[ASSIGNED TASK 1]
From the Personal Kanban text below, reproduce the passage between "On the other" and "to do that.", inclusive, with no changes.
[ASSIGNED TASK 2]
Answer these questions from the Personal Kanban text below:
(a) In which podcast did Jim Benson give the Personal Kanban tip?
(b) What is the name of Jim Benson's company?
(c) When was his book on Personal Kanban due to come out?

[TEXT SHOWN]
------------------------

Personal Kanban

One of the best ways to learn and start implementing Kanban if it does indeed have all these fantastic benefits is to do it on a personal level first.

Personal Kanban: Mapping Work | Navigating Life
One of the Personal Kanban tips that Jim Benson gave us in the Business901 Podcast:

 

We basically create different projects, and those projects, aren’t atomized until the last possible minute. So we keep things in an aggregated form as long as we possibly can, which is a fancy way of saying that we procrastinate. But this is a good type of procrastination.

The other day I wrote and basically said; “You can put things off until the last responsible minute“, which means that you’re waiting until you have to get it done, which seems like procrastination, but what it actually is, is you’re not doing something too soon.

So, lots of times we will start a task before we need to, and then as we’re doing the task, more information or more knowledge will come to us and we will figure out “Oh! I should have done it a different way!” Then we end up having waste in the work that we’ve just done, because we started the work too soon.

On the other hand, there’s the other type of procrastination which is the “I’m going to ignore it, until it becomes a problem.” That’s not good. Nobody wants to do that.

If you did not open the e-book, maybe this will entice you enough:

Any productive group that is inside an object that isn’t part of that object is basically a cancer. So I’ve seen extremely productive, thoughtful, wonderful groups that act contrary to the needs of their organization, because of their disenfranchisement from that organization.- Jim Benson

Personal Kanban: personalkanban.com

Kanban just seems too simple to be that effective, or is that the beauty of it? Listen to Jim Benson discuss the intricacies of not only Personal Kanban but how Kanban can be used effectively within industry. Jim was seldom lost for words as you will see and his passion of the subject is obvious.JimBenson

Jim Benson incorporates his background in cognitive psychology, government, and management to build community through policy and technology. His company, Modus Cooperandi, helps organizations change through the application of Lean principles, Agile methodologies, and social media. He is also the developer of the productivity tool Personal Kanban, an adaptation of industrial kanban which helps individuals and small teams actualize. His book on Personal Kanban, which applies Lean thinking to daily living, will be out in Spring 2010.

------------------------

[INFORMATION PROVIDED]
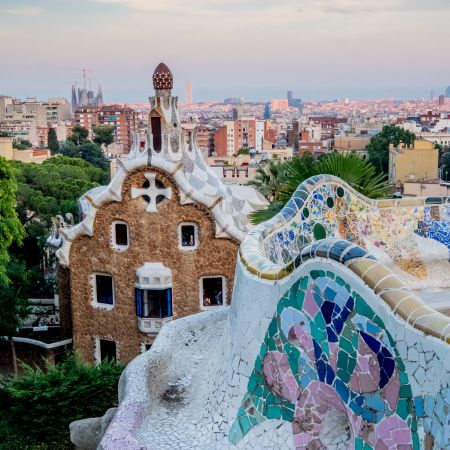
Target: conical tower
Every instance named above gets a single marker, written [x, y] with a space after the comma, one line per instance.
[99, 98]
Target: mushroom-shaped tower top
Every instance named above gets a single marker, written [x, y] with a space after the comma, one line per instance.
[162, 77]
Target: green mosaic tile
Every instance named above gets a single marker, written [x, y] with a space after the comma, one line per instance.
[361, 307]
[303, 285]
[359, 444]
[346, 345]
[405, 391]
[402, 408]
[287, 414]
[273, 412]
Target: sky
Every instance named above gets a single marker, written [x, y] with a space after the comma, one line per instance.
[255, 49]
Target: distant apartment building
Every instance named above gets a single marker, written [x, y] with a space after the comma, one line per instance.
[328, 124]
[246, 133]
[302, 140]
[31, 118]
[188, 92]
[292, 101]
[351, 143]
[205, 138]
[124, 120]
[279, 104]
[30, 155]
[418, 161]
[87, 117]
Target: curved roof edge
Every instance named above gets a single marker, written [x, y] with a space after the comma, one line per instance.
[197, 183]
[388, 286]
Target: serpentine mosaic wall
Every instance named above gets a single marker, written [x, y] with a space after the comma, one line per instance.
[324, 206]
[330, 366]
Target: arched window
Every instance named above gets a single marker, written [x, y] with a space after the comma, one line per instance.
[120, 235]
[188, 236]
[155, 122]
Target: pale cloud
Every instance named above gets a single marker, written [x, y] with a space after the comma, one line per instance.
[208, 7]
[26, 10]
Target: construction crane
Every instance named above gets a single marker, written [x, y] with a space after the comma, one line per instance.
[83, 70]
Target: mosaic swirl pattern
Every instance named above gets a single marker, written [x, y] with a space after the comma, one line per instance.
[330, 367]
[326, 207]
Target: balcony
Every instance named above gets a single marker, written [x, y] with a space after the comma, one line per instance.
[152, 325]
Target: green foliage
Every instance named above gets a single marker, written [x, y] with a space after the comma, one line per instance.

------------------------

[RESPONSE 1]
On the other hand, there’s the other type of procrastination which is the “I’m going to ignore it, until it becomes a problem.” That’s not good. Nobody wants to do that.

[RESPONSE 2]
(a) The Business901 Podcast
(b) Modus Cooperandi
(c) Spring 2010